• **TRY IT**
An unchanged copy of each entry below is needed; keep the pictures out of it.

• **RECORDS TO PROCESS**
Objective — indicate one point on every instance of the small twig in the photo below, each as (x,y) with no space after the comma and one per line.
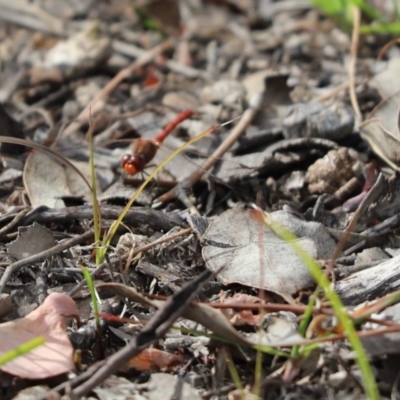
(42,256)
(353,61)
(236,132)
(97,103)
(6,228)
(130,50)
(368,199)
(156,328)
(145,247)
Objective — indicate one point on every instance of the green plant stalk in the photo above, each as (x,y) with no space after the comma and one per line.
(95,203)
(21,350)
(113,229)
(369,382)
(234,374)
(92,291)
(305,321)
(258,373)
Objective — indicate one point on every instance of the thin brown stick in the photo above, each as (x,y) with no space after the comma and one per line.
(6,228)
(352,64)
(145,247)
(97,103)
(42,256)
(236,132)
(156,328)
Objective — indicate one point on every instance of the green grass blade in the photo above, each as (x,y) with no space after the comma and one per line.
(370,386)
(92,291)
(95,203)
(113,229)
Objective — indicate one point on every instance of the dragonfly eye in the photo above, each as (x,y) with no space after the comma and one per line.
(130,169)
(126,159)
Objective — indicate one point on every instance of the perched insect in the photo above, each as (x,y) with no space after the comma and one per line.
(144,150)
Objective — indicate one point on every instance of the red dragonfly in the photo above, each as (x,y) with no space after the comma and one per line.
(144,150)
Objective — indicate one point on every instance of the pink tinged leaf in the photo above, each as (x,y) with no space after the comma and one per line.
(55,357)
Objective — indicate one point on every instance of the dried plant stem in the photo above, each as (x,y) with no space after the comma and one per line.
(97,102)
(236,132)
(42,256)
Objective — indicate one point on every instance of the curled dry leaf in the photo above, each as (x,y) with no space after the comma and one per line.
(240,249)
(154,359)
(241,317)
(31,240)
(382,132)
(55,357)
(47,180)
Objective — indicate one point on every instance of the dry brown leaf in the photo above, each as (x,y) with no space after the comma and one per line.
(53,358)
(47,180)
(241,317)
(240,249)
(154,359)
(382,133)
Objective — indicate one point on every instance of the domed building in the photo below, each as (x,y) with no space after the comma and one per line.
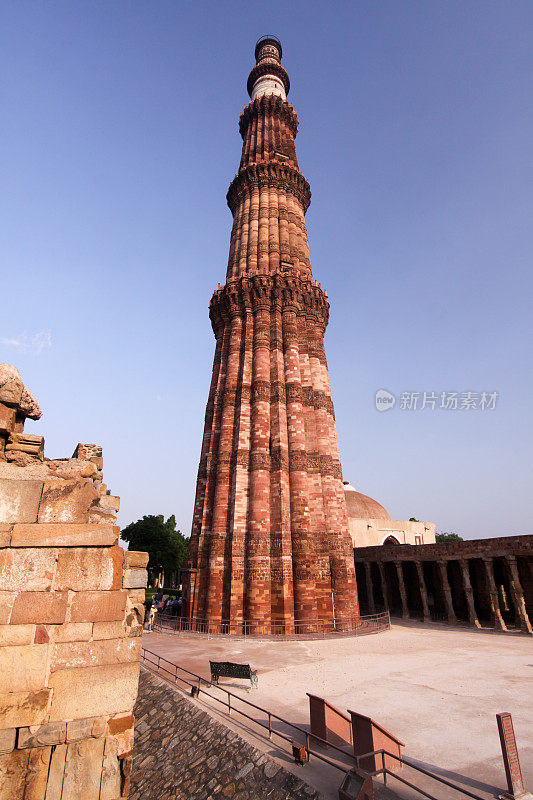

• **ANSWER FOR THE TASK**
Objective — indicate one point on every instance of the small twig in the photo below, each as (x,y) with no space after the comma and one per line.
(42,256)
(353,61)
(236,132)
(97,103)
(6,228)
(130,50)
(368,199)
(156,328)
(145,247)
Objective — indicate one point on every instance of the green plant stalk in the photo above, each as (x,y) with no space after the comma and one per line.
(95,203)
(21,350)
(113,229)
(369,382)
(234,374)
(92,291)
(305,321)
(258,373)
Objective — indicate one point on every instance of the thin brown stick in the photo above, each as (x,y) with no space after the comma and one per line.
(6,228)
(352,64)
(145,247)
(97,103)
(42,256)
(236,132)
(156,328)
Objective — indicate one point on every instance of the green grass blade in the photo above, each as (x,y) with no space after the comma and one per line.
(370,386)
(92,291)
(95,203)
(113,229)
Objective — indicate one point on every instance of the dragonfly eye in the photo above, each as (x,y) with no space after the comma and one per line.
(130,169)
(126,159)
Objective — indicate one point on every instance of the perched insect in the photo above, each as (x,y) with no space after the comma and one per line.
(144,150)
Objective — indicate one point on every instance of the red dragonfly in the photo above, each as (x,y) with no space after the comma and one per line.
(144,150)
Objective — indicate one point on every instance of the pink tinged leaf in the photo above, each as (x,y) with no space after the comma and one per line.
(55,357)
Objective — indicate one point on every instance of the dried plant stem in the photo above, each as (x,y) with no space after the comma and one per line.
(97,102)
(236,132)
(42,256)
Objective — indicate one point on every instance of the curled dry leaf in the photo above, each as (x,y) with no space after the comma and one per line.
(240,249)
(154,359)
(241,317)
(31,240)
(382,132)
(55,357)
(47,180)
Objective — indicate one point on every instance of the dry brown leaf in the photo above, each as (x,y) with no space after the comma and one per line.
(53,358)
(47,180)
(241,317)
(240,249)
(154,359)
(382,133)
Objective — indicate one point on every instance of the domed building in the photo below, each as (x,y) with no space after the comma and one per line.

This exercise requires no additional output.